# Stored data:
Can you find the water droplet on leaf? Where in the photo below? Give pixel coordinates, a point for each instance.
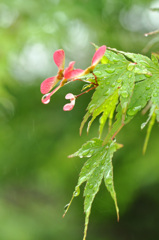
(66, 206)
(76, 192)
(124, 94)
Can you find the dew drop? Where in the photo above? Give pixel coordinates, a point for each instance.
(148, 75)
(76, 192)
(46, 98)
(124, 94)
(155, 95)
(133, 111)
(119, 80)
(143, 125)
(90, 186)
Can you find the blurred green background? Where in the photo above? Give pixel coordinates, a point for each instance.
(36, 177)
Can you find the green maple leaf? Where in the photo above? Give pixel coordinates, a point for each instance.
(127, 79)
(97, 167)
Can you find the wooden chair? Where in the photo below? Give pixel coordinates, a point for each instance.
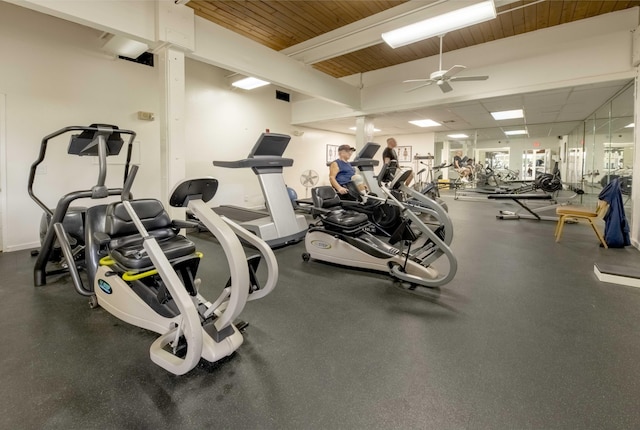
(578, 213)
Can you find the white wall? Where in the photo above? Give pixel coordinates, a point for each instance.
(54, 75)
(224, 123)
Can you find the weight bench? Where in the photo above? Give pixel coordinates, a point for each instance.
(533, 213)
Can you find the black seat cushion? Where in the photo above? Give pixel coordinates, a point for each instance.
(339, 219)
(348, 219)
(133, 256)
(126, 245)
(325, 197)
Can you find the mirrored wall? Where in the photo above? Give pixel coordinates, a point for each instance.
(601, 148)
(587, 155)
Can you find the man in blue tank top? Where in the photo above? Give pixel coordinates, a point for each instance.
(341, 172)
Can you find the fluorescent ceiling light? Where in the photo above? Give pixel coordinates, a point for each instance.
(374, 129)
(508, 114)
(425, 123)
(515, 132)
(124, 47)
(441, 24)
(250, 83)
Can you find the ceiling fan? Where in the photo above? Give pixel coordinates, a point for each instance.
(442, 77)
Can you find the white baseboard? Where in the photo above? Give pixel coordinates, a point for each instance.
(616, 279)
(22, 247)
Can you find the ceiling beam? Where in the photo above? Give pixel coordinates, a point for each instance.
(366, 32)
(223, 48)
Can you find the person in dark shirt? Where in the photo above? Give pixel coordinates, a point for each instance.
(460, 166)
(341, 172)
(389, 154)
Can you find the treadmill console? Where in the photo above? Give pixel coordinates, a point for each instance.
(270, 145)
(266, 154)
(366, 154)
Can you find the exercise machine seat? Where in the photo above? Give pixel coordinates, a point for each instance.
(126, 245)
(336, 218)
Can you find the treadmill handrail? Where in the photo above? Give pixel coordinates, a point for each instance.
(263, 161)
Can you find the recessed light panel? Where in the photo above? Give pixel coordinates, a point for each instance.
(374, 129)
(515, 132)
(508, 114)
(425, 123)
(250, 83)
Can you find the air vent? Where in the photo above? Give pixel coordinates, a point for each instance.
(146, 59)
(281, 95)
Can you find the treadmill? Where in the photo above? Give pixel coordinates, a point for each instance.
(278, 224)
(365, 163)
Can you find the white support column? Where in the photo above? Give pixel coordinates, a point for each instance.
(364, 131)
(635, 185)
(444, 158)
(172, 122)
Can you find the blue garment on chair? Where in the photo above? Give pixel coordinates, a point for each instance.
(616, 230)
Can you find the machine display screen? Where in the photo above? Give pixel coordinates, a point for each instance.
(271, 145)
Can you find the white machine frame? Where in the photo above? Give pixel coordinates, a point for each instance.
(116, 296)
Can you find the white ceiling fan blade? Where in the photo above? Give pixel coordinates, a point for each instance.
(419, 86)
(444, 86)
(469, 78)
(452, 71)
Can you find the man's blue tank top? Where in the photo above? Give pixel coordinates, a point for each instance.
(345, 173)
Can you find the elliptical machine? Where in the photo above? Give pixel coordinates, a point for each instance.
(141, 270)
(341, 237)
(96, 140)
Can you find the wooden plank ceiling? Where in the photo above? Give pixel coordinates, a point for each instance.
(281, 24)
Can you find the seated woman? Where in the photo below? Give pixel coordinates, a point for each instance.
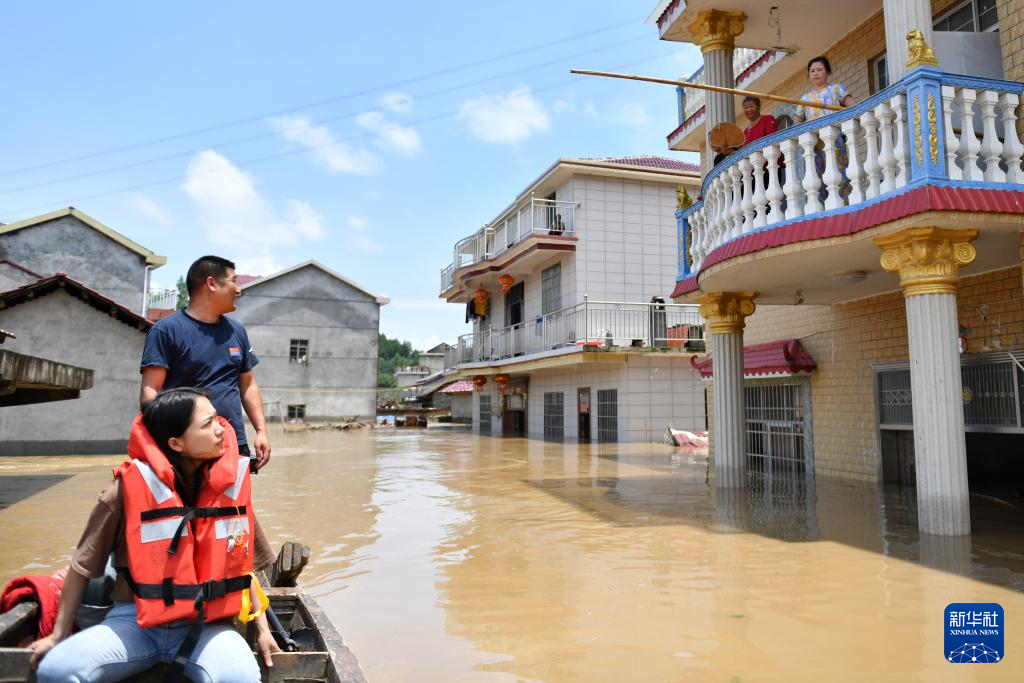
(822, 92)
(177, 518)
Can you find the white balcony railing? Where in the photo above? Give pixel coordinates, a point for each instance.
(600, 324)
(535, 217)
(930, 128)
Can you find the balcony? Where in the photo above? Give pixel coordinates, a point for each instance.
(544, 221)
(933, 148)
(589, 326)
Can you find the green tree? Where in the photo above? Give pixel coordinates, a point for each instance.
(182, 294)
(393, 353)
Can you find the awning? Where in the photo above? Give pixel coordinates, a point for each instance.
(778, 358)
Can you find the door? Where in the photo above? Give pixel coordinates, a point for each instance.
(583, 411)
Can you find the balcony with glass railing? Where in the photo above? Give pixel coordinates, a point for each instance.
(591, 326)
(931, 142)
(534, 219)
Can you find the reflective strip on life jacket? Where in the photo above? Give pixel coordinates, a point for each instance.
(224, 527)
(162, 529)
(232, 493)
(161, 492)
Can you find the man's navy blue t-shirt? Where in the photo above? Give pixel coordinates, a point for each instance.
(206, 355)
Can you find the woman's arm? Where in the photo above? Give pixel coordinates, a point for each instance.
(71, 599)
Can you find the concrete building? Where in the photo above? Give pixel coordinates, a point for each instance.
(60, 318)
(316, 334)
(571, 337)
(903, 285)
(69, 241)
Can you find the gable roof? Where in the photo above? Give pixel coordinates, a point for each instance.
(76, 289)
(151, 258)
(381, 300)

# Task goal:
Repeat the records exactly, without the pictures.

# Solved problem:
Can you find the water droplet on leaf? Where in the photo below? Give pixel coordinates, a point for each instance.
(66, 206)
(76, 192)
(124, 94)
Can you find the dew drop? Where in the photo above? Give pixel coordinates, a point for each instance.
(148, 75)
(76, 192)
(46, 98)
(124, 94)
(155, 95)
(133, 111)
(119, 80)
(143, 125)
(90, 186)
Can you find the blurred green background? Where in the photo above? Give pixel coordinates, a point for each instance.
(36, 177)
Can you find the green maple leaf? Where in the photo above? Give pixel coordinates, a point for each instance.
(127, 79)
(97, 167)
Can you find the wooden chair? Where in the photo below? Give pixel coordinates, a point for each instance.
(578, 213)
Can you find the white wall? Where in the photo above? Give pixel coordinates, a point for each instance.
(54, 75)
(224, 123)
Can you find the weight bench? Where in the photo above? Give pixel coordinates, a point for each instance.
(533, 213)
Can you find the black seat cushion? Where in the photo above? Give pixel coordinates, a point for each instance.
(339, 219)
(348, 219)
(133, 256)
(126, 245)
(325, 197)
Can you find the mirrored wall? Where in the photo above? Give pixel coordinates, a point for each instance.
(601, 148)
(587, 155)
Can you find the man in blue tank top? Where in the photo above? Give pixel coordinates, a point for each instance.
(341, 172)
Can you find the fluorescent ceiling light? Where in the photo above? Give pixel coordinates, a point for each instance.
(374, 129)
(508, 114)
(425, 123)
(515, 132)
(124, 47)
(441, 24)
(250, 83)
Can you find the ceiling fan? Where in the photo above? Give pixel coordinates, a point for each instance.
(442, 77)
Can you find the white baseboard? Where in the photo above? Give pixel coordinates, a point for each instance.
(616, 279)
(22, 247)
Can you find the ceiling beam? Where in the photo above? Give pixel coordinates, a point for each instance.
(366, 32)
(223, 48)
Can you find the person in dark shirt? Where in the photo above? Give pixel coordinates, a point for each instance.
(460, 166)
(341, 172)
(389, 154)
Can you find the treadmill console? Where in the photo above? Give pixel coordinates, a point for each instance.
(270, 145)
(266, 154)
(366, 154)
Can you find the exercise machine seat? Where in the photo above? Give pixel coordinates, a point for each instance.
(126, 245)
(336, 218)
Can you find the treadmill handrail? Where in the photo above? Give pixel coordinates, a point for each instance.
(263, 161)
Can you find the recessed light panel? Where in the photo above? Give pixel coordinates, a point for each instance.
(374, 129)
(515, 132)
(508, 114)
(425, 123)
(250, 83)
Can you find the air vent? Where in the photo above? Give pixel coordinates, a point for each instance.
(146, 59)
(281, 95)
Can you find the treadmill? Where in the photo above? Give pixel coordinates, a point for each instance.
(278, 224)
(365, 163)
Can you find the white support column? Where in the photo above? Give pixel coordinates, a point for each instance.
(364, 131)
(635, 185)
(444, 158)
(172, 122)
Can you find the blue garment on chair? Where in the photo above? Give pixel coordinates, a point for each instance.
(616, 230)
Can you find the machine display screen? Where in the photo above? Give pixel coordinates, a point for each instance.
(271, 145)
Can you find the white machine frame? Where in the photo above? Give pixel coordinates, a point for each instance.
(116, 296)
Can you find the white ceiling fan blade? Where in the photo above? Give pixel coordinates, a point for each instance.
(419, 86)
(444, 86)
(469, 78)
(452, 71)
Can you find the man's blue tank top? Where in the photo above? Give pixel coordinates, a point for each instance.
(345, 173)
Can you find the elliptical machine? Where in the photo above? Give pixel coordinates, a point for each instance.
(141, 270)
(341, 237)
(96, 140)
Can you find the wooden plank ceiling? Where in the photo above? Give pixel coordinates, a point for each instance.
(281, 24)
Can you find the seated woman? Where in the photo below? Give pixel coordinates, a point for each instance.
(822, 92)
(177, 518)
Can you find the white balcony railing? Where in the photo above? Give pixel coordinates, a point for each instance.
(600, 324)
(535, 217)
(930, 128)
Can you find the balcony? Where in the photo above? Give pixel coordinates, a point for each instance.
(544, 221)
(933, 148)
(589, 326)
Can you find the green tree? Where in the photo above? Give pixel coordinates, a point for each instance.
(182, 294)
(393, 353)
Can you find the awning? Where in the photo above? Give pixel coordinates, a point for each instance.
(778, 358)
Can you find the door? Where in the photo above? Give pixel coordinates, a point for each instance.
(583, 411)
Can you find the balcony with glass railing? Where in the photo above? Give pixel coordinates, a point for each instance.
(591, 326)
(931, 142)
(534, 219)
Can you find the reflective strip on life jacket? Where in the photo above? Give pixel coordinates, a point for each instance.
(224, 527)
(162, 529)
(232, 493)
(161, 492)
Can you find the man's navy blue t-shirt? Where in the photo above? Give pixel coordinates, a point for each instance.
(206, 355)
Can you find the woman's arm? Where in the photo above? Give pixel coordinates, a point for each instance.
(71, 599)
Can you find the concrete building? Where in the photo above? Give pixel coordinates, a point for each instance.
(60, 318)
(316, 334)
(571, 337)
(903, 285)
(69, 241)
Can you find the gable roof? Where in the photo above? Give pixel coordinates, a point for each instance.
(76, 289)
(151, 258)
(381, 300)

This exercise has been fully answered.